Pour le bien de votre productivité, devriez-vous lâcher votre BFF du taf ?

24 nov. 2022

7min

Pour le bien de votre productivité, devriez-vous lâcher votre BFF du taf ?
auteur.e
Natalia Barszcz

Freelance journalist and writer

Précieux, il ne divulgue jamais nos secrets et est toujours partant pour faire une pause. Mieux, il prévient quand notre jupe est coincée dans notre collant ou quand notre chemise est mal boutonnée… C’est bien sûr : notre BFF du boulot ! Soutien sans faille, il nous motive à aller au bureau et pourtant… Est-ce tout ce dont nous avons besoin pour nous sentir épanouis au travail ? Et si nous avions plutôt besoin d’un partenaire professionnel ? Nous avons parlé à cinq personnes pour comprendre ces deux types de relations (très) différentes, et déterminer si nous avons besoin des deux.

Un⋅e BFF au taf est une personne avec qui vous échangez souvent, de façon légère, facile, décontractée. C’est un rayon de soleil qui illumine vos journées au bureau, quelqu’un avec qui ça a tout de suite matché : un voisin d’open space, un collègue d’un autre service, une cheffe d’équipe… Les conditions de la rencontre importent moins que la relation que vous avez développée.

Victoria, cheffe de projet junior dans une agence de pub TV, a rencontré son BFF de taf dès son premier jour. « Daniel et moi avons intégré la boîte en même temps en tant qu’assistants média. On s’est tout de suite bien entendus et on passait quasiment toutes nos journées ensemble. C’était super d’avoir quelqu’un dans la même position que moi, qui commençait dans la boîte et avait encore tout à découvrir. »

Un·e meilleur⋅e pote de taf est un rouage essentiel pour se sentir bien au travail. Il nous aide à trouver notre place au travail, à nous inscrire dans la culture d’entreprise. Pour certains, la relation peut devenir très profonde, même si elle ne dépasse pas la porte du bureau. C’est le cas d’Ana, UX et web designeuse dans une agence créa. « Mon super pote de travail, Aiden, est la personne avec qui je passe le plus clair de mon temps au bureau. On fait nos pauses déj’ ensemble, on s’assoit à côté pendant les réunions, etc. On aime bien avoir des petites attentions l’un pour l’autre. Parfois, le matin, il arrive avec un café et un cookie pour moi, et de mon côté, je lui offre quelque chose que j’ai peint pour lui. Ça crée un environnement de travail vraiment plus cool, surtout quand c’est le rush. »

Consignes de l'exercice:
Pouvez-vous reprendre mot pour mot le passage de l'article sur les amitiés au bureau qui commence par « Un⋅e BFF au » et se poursuit jusqu'à « vous avez développée. » ?

Données recueillies:
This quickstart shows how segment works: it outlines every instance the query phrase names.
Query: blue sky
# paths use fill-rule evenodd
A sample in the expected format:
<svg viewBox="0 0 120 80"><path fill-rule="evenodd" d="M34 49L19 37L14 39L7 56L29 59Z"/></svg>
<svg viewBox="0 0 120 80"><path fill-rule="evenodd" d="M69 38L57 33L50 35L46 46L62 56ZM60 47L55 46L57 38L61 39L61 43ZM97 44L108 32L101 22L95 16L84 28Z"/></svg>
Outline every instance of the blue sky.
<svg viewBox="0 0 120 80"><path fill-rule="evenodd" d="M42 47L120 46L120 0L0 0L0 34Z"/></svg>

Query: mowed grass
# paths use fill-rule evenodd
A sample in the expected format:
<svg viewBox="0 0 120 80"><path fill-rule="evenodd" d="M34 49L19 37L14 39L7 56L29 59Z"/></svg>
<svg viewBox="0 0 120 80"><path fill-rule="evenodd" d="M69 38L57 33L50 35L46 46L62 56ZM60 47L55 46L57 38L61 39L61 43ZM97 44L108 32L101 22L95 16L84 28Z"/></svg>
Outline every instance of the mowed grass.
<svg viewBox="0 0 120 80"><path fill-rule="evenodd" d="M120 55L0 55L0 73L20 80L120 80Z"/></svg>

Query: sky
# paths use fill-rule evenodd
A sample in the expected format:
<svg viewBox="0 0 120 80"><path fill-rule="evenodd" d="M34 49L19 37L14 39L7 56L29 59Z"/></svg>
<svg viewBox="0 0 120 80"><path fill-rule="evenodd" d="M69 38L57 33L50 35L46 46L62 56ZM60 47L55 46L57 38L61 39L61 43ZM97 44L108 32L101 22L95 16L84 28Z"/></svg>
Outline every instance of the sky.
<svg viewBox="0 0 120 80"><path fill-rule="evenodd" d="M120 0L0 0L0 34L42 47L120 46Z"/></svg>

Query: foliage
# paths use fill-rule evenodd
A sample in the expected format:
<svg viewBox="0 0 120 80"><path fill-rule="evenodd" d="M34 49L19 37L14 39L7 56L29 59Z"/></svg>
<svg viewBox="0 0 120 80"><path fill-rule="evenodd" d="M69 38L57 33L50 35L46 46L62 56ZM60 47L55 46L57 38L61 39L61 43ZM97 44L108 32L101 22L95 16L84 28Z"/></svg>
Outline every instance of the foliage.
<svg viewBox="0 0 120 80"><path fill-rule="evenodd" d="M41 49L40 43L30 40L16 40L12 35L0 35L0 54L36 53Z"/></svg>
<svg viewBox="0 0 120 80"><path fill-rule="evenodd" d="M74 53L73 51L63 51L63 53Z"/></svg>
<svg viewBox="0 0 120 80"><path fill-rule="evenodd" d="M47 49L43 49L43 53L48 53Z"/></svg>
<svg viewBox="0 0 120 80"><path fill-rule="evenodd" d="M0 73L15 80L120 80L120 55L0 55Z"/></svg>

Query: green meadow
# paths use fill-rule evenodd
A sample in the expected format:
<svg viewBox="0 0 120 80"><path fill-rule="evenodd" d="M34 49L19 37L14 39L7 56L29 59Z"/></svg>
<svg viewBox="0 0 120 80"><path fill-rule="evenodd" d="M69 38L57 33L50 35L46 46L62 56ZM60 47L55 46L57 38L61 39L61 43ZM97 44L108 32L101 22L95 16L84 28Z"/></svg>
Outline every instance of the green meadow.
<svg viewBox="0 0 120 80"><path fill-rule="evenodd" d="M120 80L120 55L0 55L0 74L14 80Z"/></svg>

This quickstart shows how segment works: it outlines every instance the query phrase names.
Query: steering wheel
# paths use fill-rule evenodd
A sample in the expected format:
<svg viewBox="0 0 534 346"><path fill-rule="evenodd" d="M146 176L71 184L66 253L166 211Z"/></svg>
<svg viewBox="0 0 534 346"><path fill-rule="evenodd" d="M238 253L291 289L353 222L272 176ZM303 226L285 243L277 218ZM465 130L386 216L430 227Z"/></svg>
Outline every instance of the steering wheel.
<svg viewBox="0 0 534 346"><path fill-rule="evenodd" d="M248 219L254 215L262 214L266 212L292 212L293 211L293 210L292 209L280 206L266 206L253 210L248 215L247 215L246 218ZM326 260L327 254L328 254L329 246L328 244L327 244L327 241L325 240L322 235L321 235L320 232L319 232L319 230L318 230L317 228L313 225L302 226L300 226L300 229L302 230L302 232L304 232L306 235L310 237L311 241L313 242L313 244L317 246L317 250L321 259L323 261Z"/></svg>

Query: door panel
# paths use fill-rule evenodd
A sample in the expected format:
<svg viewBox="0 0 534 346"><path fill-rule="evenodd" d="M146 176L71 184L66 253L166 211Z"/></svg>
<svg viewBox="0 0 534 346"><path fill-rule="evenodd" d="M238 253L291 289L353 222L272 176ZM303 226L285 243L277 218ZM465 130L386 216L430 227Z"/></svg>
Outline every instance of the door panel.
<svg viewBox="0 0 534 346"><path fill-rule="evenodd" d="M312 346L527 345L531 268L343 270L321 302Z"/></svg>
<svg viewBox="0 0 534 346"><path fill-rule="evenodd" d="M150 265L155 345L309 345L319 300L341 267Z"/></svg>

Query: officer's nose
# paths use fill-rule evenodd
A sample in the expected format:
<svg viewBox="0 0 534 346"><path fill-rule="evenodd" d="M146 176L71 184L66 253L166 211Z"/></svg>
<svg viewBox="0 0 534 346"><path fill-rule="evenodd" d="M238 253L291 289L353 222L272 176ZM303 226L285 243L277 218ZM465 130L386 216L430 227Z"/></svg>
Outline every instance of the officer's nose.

Réponse complète:
Un⋅e BFF au taf est une personne avec qui vous échangez souvent, de façon légère, facile, décontractée. C’est un rayon de soleil qui illumine vos journées au bureau, quelqu’un avec qui ça a tout de suite matché : un voisin d’open space, un collègue d’un autre service, une cheffe d’équipe… Les conditions de la rencontre importent moins que la relation que vous avez développée.